=== DATA ===

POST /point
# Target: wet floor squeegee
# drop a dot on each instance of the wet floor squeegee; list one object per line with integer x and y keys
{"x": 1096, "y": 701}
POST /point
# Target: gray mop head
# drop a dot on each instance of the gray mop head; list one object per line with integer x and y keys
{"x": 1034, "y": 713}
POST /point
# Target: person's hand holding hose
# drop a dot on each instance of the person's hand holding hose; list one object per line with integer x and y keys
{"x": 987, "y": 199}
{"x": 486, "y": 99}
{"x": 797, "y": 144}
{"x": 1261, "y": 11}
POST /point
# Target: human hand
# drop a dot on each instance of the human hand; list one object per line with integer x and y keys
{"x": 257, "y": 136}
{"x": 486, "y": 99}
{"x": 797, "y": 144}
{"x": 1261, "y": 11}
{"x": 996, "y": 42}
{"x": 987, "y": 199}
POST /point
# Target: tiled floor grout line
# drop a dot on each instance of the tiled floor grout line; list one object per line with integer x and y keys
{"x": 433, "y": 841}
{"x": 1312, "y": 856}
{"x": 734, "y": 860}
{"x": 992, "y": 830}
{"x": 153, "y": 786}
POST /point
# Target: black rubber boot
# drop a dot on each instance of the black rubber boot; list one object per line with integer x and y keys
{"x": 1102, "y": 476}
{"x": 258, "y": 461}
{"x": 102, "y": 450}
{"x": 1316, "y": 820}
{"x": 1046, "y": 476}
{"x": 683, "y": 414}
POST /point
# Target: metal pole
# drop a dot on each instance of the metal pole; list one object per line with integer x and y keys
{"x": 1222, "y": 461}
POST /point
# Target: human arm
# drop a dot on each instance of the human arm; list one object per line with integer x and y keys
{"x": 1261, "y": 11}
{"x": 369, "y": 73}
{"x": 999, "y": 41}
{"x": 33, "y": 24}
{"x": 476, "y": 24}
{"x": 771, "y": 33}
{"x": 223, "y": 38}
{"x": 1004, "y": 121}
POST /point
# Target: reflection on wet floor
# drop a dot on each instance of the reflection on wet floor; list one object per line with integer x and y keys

===

**WHAT TO WORK ON:** Scan the records above for the word "reflection". Copy each line that has it.

**WRITTEN RESPONSE:**
# Target: reflection on wet floor
# drop a dot on each instance of the reflection on wet floor; list one object per line with integer x and y keys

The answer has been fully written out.